# INPUT FOR THIS TASK
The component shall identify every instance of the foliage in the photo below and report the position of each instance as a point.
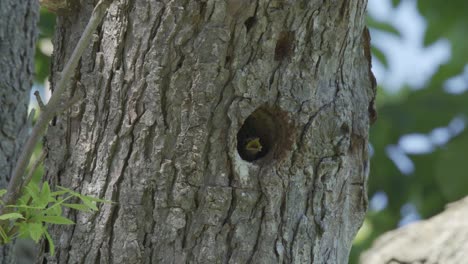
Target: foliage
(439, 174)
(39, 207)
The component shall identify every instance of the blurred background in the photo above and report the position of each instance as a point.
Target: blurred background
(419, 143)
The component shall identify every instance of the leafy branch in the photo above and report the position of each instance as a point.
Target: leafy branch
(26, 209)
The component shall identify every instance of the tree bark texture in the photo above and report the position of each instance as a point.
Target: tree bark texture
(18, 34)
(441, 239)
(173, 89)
* * *
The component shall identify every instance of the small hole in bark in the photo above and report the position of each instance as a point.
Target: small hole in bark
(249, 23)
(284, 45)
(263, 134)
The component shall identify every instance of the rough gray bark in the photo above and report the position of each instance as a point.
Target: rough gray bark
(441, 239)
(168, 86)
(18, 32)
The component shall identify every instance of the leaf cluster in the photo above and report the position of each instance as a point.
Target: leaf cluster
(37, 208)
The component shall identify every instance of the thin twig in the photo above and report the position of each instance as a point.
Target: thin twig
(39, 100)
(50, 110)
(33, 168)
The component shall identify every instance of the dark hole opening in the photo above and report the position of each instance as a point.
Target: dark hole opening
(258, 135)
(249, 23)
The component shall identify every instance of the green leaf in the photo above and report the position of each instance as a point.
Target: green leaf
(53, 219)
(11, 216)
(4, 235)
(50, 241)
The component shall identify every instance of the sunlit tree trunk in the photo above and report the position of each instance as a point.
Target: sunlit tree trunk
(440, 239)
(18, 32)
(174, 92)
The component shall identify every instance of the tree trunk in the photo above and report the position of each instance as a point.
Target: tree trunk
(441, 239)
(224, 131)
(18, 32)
* * *
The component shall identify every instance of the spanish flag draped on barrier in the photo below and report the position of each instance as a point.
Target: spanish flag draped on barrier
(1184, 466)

# EXERCISE
All lines in the records above that contain "below" are to be reported.

# RESPONSE
The component shall identify every instance of the foliage in the photo below and report the position of each instance as a point.
The component shall identify every instance of the spanish flag draped on barrier in the photo below and report the position of each instance as a point.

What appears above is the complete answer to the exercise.